[Photo-based referring expression data]
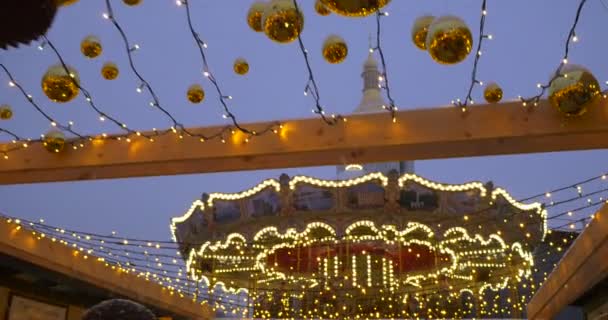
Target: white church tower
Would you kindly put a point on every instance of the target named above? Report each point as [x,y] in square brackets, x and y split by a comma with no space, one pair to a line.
[372,101]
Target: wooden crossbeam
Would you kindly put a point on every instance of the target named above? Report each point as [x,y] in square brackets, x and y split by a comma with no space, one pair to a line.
[582,266]
[56,257]
[443,132]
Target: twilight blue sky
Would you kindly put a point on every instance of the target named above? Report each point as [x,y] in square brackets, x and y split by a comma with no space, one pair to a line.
[528,44]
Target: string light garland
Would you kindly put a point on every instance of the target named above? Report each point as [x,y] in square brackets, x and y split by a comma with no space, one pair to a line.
[200,205]
[384,84]
[571,38]
[202,45]
[311,85]
[156,264]
[474,81]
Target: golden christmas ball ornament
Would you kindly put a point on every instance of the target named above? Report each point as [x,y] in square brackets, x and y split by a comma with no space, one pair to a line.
[254,16]
[54,141]
[335,49]
[355,8]
[240,66]
[62,3]
[6,112]
[91,47]
[196,94]
[282,22]
[574,90]
[321,9]
[492,93]
[132,2]
[420,29]
[110,71]
[59,85]
[449,40]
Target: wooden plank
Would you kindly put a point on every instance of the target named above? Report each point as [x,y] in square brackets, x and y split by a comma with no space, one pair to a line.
[445,132]
[59,258]
[582,266]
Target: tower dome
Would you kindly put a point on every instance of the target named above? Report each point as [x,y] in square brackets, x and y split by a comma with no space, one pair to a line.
[372,101]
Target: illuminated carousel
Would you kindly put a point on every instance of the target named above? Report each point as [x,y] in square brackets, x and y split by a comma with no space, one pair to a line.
[381,246]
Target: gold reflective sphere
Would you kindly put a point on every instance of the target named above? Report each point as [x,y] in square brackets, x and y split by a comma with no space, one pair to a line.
[132,2]
[6,112]
[196,94]
[321,9]
[60,3]
[254,16]
[110,71]
[574,90]
[91,47]
[282,22]
[355,8]
[449,40]
[420,29]
[492,93]
[58,85]
[335,49]
[241,66]
[54,141]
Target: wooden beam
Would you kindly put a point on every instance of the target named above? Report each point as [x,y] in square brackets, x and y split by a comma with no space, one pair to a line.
[582,266]
[59,258]
[445,132]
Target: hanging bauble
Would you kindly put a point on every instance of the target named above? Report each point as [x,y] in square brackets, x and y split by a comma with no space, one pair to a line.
[355,8]
[59,85]
[110,71]
[492,93]
[240,66]
[321,9]
[449,40]
[6,112]
[196,94]
[573,91]
[54,141]
[254,16]
[61,3]
[335,49]
[91,47]
[282,22]
[25,20]
[132,2]
[420,29]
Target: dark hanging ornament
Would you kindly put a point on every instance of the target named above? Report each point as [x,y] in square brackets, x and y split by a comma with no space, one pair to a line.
[22,21]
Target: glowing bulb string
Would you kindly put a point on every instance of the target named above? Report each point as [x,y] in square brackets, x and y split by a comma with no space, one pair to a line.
[173,245]
[123,260]
[145,84]
[110,15]
[202,45]
[30,99]
[558,215]
[311,85]
[88,97]
[12,134]
[557,74]
[474,81]
[573,223]
[391,108]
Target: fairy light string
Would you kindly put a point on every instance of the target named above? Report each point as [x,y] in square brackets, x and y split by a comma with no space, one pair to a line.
[312,88]
[202,45]
[14,83]
[474,80]
[534,100]
[384,78]
[130,49]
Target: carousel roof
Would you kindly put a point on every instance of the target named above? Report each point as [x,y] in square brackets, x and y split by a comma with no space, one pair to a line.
[297,232]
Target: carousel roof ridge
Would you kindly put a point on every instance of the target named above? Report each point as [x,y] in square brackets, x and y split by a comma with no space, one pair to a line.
[208,199]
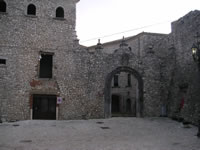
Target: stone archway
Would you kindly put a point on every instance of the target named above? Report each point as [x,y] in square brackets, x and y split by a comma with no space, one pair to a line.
[139,101]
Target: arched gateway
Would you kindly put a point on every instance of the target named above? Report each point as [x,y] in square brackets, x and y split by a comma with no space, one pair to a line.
[139,100]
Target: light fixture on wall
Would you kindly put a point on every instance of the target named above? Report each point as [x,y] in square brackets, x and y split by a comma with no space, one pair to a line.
[196,49]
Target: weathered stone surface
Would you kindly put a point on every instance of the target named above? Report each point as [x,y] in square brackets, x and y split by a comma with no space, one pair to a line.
[161,64]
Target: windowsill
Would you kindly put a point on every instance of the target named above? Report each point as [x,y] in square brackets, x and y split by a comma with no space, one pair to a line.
[31,16]
[128,86]
[45,79]
[3,13]
[116,87]
[59,18]
[2,65]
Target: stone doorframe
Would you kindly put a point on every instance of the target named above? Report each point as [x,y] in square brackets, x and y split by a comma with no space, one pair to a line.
[107,91]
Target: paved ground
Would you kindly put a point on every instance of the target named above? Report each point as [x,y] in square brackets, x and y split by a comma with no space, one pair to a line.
[101,134]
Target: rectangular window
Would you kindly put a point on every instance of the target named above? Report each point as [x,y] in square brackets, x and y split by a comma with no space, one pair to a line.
[3,61]
[129,80]
[116,82]
[46,64]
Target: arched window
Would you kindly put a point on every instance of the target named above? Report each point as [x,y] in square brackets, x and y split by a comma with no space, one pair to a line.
[2,6]
[60,12]
[31,9]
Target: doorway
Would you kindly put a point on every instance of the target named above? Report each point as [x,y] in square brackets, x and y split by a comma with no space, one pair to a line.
[137,105]
[44,107]
[115,104]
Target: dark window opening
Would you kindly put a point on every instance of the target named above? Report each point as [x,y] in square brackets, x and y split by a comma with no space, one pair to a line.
[44,107]
[2,61]
[129,80]
[46,63]
[2,6]
[116,81]
[128,105]
[31,10]
[59,12]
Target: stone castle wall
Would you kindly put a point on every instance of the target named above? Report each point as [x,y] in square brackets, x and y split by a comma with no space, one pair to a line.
[162,64]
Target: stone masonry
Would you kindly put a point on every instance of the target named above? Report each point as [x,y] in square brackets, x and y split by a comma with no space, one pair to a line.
[161,64]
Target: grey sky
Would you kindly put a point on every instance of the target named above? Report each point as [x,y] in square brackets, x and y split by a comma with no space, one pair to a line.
[99,18]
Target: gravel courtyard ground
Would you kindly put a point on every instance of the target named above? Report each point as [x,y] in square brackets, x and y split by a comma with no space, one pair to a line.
[99,134]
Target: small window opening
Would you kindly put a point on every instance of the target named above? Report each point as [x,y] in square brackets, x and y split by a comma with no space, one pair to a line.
[46,63]
[116,80]
[2,6]
[59,12]
[129,80]
[31,10]
[2,61]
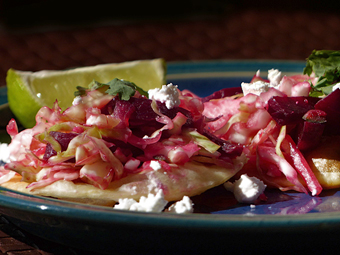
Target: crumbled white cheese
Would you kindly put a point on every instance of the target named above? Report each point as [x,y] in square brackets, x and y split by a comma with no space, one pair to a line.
[274,77]
[168,94]
[77,100]
[336,86]
[155,165]
[258,87]
[255,88]
[152,203]
[246,189]
[4,152]
[183,206]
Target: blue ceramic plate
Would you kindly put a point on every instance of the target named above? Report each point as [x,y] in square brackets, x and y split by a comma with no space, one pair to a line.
[288,220]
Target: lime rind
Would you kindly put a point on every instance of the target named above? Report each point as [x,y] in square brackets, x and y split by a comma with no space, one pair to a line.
[21,100]
[29,91]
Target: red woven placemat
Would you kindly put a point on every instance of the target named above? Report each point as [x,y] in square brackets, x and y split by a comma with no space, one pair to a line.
[249,34]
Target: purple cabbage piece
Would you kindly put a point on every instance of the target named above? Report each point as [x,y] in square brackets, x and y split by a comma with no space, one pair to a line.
[227,148]
[226,92]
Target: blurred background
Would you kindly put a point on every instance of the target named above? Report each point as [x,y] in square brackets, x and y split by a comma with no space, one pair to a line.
[50,34]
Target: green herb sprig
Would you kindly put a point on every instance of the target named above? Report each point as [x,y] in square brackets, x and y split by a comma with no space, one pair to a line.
[124,89]
[325,64]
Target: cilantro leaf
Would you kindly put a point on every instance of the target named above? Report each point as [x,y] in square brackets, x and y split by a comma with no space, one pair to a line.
[124,89]
[81,91]
[325,64]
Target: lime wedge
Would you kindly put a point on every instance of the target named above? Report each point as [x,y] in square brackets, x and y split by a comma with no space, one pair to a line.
[28,91]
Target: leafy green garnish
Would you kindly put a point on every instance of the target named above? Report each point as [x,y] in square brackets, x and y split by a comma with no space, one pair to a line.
[124,89]
[81,91]
[325,64]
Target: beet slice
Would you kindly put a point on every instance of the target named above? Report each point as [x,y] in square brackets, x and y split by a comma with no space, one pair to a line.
[311,129]
[226,92]
[290,110]
[331,105]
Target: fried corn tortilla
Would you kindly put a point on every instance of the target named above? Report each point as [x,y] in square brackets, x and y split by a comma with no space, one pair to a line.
[190,179]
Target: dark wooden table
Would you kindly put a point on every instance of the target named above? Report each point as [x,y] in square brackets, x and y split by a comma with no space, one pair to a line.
[233,32]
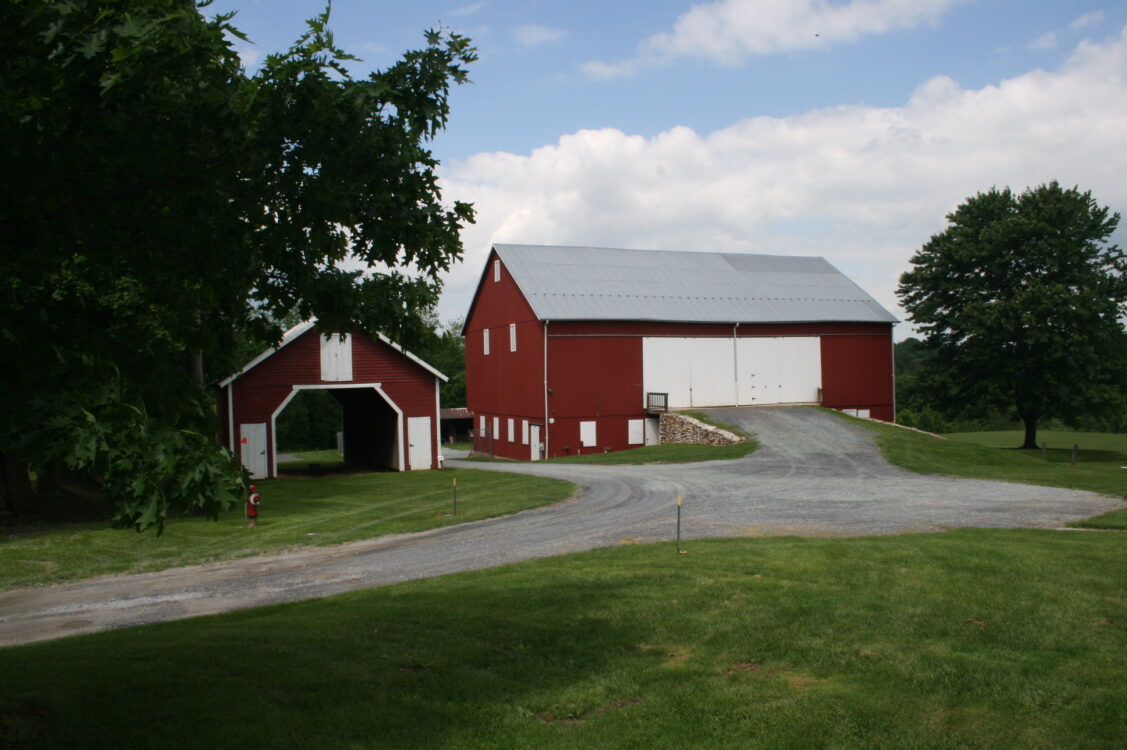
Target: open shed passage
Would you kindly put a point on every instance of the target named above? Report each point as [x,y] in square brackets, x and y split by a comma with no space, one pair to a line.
[815,475]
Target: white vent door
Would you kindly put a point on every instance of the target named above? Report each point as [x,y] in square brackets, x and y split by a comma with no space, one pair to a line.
[667,368]
[534,452]
[713,378]
[253,449]
[799,369]
[418,434]
[336,358]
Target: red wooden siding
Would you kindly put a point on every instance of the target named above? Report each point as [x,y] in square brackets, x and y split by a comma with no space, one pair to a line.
[504,384]
[595,369]
[857,372]
[262,389]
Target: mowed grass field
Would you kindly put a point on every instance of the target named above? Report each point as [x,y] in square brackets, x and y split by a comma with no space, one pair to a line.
[972,638]
[994,456]
[293,512]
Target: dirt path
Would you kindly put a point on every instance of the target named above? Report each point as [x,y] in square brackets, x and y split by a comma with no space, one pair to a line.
[815,475]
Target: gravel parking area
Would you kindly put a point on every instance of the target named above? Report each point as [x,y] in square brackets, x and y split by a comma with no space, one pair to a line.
[815,475]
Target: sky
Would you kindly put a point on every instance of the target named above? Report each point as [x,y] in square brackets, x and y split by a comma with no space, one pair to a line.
[844,129]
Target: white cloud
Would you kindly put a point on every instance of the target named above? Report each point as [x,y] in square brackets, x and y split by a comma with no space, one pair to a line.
[862,186]
[531,36]
[1088,20]
[729,31]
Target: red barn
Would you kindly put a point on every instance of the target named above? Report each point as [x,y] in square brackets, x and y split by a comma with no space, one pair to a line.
[570,350]
[389,399]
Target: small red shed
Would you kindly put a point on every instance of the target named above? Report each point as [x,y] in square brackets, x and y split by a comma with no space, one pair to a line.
[568,349]
[389,399]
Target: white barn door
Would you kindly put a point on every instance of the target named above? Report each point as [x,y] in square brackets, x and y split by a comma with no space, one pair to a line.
[713,371]
[418,434]
[779,370]
[253,449]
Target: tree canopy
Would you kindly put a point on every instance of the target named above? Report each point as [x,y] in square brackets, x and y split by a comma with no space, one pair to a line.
[1022,301]
[160,206]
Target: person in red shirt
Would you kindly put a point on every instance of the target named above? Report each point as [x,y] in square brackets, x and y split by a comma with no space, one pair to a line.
[253,501]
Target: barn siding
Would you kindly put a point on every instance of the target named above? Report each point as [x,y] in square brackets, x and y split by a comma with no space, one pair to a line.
[595,368]
[504,384]
[857,372]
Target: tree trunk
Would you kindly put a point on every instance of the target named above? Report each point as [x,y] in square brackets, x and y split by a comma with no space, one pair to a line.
[1030,420]
[17,486]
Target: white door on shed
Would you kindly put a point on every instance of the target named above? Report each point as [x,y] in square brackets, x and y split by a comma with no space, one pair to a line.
[418,435]
[534,452]
[253,449]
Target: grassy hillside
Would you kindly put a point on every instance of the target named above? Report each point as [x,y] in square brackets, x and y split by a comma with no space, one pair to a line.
[975,638]
[293,512]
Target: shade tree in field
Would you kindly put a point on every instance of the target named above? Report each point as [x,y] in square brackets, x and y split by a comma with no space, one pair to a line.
[1021,300]
[162,210]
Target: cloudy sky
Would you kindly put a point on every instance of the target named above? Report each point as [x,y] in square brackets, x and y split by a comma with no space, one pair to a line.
[843,129]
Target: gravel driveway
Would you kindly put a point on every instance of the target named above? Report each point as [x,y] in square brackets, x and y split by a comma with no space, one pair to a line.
[814,475]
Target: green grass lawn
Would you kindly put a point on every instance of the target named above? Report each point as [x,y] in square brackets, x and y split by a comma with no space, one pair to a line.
[327,459]
[293,512]
[982,456]
[972,638]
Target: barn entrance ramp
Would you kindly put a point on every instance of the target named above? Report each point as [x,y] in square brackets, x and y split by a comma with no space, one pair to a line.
[806,441]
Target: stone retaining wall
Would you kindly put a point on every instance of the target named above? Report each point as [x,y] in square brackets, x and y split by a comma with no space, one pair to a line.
[682,429]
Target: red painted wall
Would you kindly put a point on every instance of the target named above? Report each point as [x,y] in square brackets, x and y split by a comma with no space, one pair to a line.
[262,389]
[503,384]
[857,372]
[594,369]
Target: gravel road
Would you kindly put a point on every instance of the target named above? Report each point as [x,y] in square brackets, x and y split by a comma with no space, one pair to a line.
[814,475]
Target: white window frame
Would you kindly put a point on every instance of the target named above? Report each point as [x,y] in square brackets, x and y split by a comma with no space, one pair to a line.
[588,434]
[636,432]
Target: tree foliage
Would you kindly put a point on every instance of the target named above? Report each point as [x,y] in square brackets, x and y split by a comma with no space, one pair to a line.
[159,204]
[1021,300]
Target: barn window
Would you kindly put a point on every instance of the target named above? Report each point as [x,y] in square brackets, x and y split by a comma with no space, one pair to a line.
[336,358]
[636,432]
[587,434]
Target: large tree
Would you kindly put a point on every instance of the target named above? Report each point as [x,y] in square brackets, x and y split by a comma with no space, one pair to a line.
[1022,299]
[159,206]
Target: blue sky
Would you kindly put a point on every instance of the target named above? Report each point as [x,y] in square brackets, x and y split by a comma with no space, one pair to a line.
[845,129]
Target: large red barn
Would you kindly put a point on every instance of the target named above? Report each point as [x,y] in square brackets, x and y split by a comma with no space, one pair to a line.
[567,349]
[389,399]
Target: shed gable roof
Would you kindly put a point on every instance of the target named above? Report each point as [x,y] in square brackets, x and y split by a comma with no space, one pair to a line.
[594,283]
[296,332]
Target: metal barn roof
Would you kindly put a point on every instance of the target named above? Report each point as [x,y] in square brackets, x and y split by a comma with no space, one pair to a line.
[596,283]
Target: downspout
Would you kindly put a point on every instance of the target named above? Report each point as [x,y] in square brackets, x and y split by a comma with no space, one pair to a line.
[230,418]
[893,344]
[735,360]
[547,431]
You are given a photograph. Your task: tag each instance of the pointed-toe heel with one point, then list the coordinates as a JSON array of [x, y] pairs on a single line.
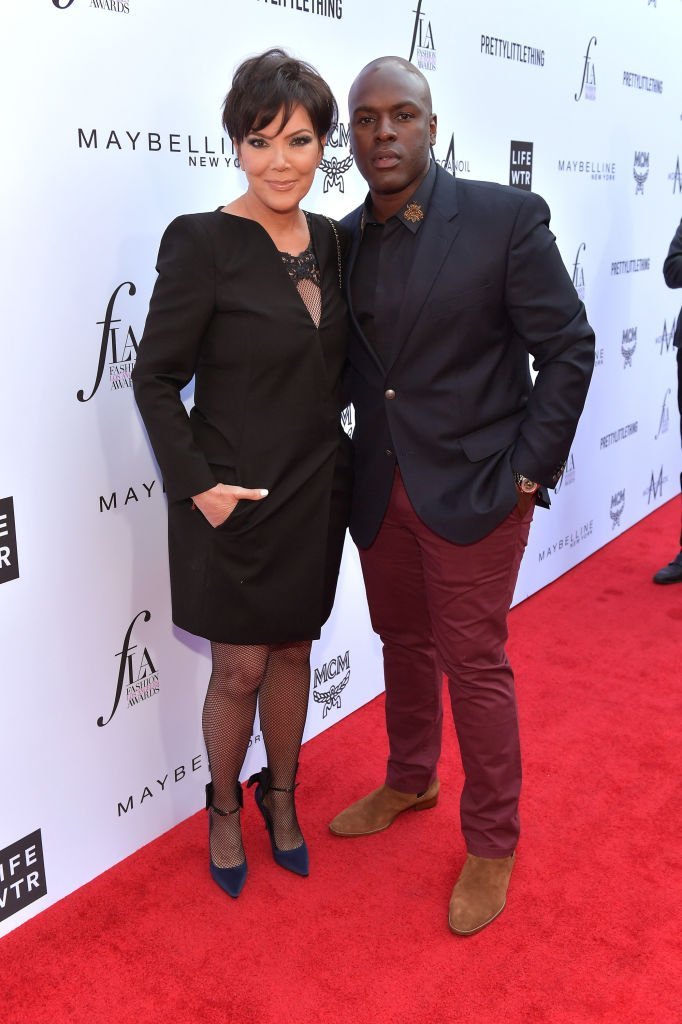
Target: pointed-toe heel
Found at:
[[296, 860], [230, 880]]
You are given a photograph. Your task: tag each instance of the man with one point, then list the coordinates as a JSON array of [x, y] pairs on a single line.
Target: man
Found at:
[[452, 285], [673, 275]]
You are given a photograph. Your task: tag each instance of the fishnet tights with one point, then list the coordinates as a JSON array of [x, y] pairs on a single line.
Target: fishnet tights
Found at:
[[278, 678]]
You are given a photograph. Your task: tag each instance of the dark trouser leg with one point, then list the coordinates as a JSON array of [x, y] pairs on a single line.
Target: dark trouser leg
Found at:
[[396, 597], [227, 720], [283, 704]]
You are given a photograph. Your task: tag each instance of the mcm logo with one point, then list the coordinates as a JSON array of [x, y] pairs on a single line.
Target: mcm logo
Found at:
[[589, 83], [617, 508], [121, 345], [331, 697], [334, 170], [136, 672], [628, 345], [654, 488], [423, 46], [640, 171], [665, 340], [664, 422], [579, 272]]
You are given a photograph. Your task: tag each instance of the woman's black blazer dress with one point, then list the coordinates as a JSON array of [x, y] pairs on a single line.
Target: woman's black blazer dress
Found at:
[[266, 414]]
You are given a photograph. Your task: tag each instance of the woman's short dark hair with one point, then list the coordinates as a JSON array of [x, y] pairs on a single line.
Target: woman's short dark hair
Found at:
[[264, 85]]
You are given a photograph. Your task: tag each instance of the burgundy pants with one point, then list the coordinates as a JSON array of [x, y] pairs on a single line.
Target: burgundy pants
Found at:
[[441, 608]]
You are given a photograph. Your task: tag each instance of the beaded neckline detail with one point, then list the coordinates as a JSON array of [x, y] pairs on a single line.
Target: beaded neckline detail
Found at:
[[302, 267]]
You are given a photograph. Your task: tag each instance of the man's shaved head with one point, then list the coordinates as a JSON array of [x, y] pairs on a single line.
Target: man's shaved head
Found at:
[[396, 65]]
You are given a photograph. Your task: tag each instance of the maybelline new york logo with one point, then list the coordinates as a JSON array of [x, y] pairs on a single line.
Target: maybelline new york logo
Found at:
[[8, 553], [135, 493], [334, 169], [579, 272], [664, 420], [654, 489], [327, 676], [22, 875], [567, 541], [520, 165], [450, 162], [628, 345], [422, 49], [640, 171], [588, 89], [665, 339], [136, 672], [118, 343], [160, 786], [616, 508], [201, 151]]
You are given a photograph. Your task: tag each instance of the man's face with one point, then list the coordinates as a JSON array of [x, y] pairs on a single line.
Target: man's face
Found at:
[[391, 128]]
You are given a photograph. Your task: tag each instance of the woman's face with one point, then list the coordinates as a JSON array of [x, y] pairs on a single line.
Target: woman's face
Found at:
[[281, 163]]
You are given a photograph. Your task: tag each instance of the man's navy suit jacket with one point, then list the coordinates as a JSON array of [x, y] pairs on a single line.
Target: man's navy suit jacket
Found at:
[[486, 287]]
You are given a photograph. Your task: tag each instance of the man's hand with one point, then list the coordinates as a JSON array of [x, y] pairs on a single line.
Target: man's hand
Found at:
[[218, 504]]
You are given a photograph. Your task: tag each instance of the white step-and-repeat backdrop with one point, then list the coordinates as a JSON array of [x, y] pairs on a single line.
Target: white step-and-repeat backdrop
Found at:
[[111, 129]]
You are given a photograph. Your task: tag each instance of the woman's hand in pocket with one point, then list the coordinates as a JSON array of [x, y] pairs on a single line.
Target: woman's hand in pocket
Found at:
[[219, 502]]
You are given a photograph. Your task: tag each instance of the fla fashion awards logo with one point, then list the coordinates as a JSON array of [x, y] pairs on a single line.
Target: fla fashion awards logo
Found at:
[[588, 88], [136, 672], [8, 552], [579, 272], [664, 420], [640, 171], [118, 345], [617, 508], [333, 167], [422, 49], [336, 669], [115, 6], [22, 875]]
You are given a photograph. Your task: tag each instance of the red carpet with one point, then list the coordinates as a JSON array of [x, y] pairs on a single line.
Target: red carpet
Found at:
[[592, 928]]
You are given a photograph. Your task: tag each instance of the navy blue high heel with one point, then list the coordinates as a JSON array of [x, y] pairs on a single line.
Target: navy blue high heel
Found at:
[[293, 860], [229, 879]]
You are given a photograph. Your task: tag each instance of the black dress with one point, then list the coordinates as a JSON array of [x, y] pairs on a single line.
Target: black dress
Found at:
[[266, 414]]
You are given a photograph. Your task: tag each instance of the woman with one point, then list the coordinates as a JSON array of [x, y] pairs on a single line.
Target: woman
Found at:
[[248, 302]]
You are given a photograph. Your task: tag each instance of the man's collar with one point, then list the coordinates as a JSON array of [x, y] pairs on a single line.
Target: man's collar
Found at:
[[413, 212]]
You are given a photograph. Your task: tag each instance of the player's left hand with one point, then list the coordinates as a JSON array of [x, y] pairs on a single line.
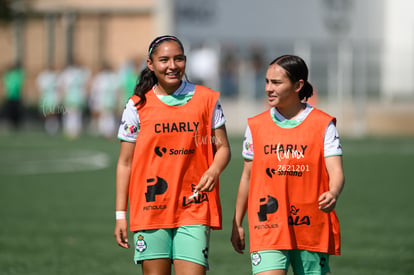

WHAT IS EXPECTED:
Out of the data above, give again only the lines starting at the one holding "Target: man's hand" and ending at the one holding "the woman's hand", unchanged.

OUTPUT BELOW:
Target: man's hand
Found at:
[[218, 504]]
You are given a photograph. Your task: tag each instance of the white step-and-repeat backdrop with one point, then list the coordinates as a JSON array of [x, y] pairs on a single line.
Target: white step-and-repeat backdrop
Found at:
[[111, 129]]
You are given a photograph. Your task: tag each instance of the woman's hand in pocket with one point, then list the coordinates as a JSON array of [x, y] pairs on a single line.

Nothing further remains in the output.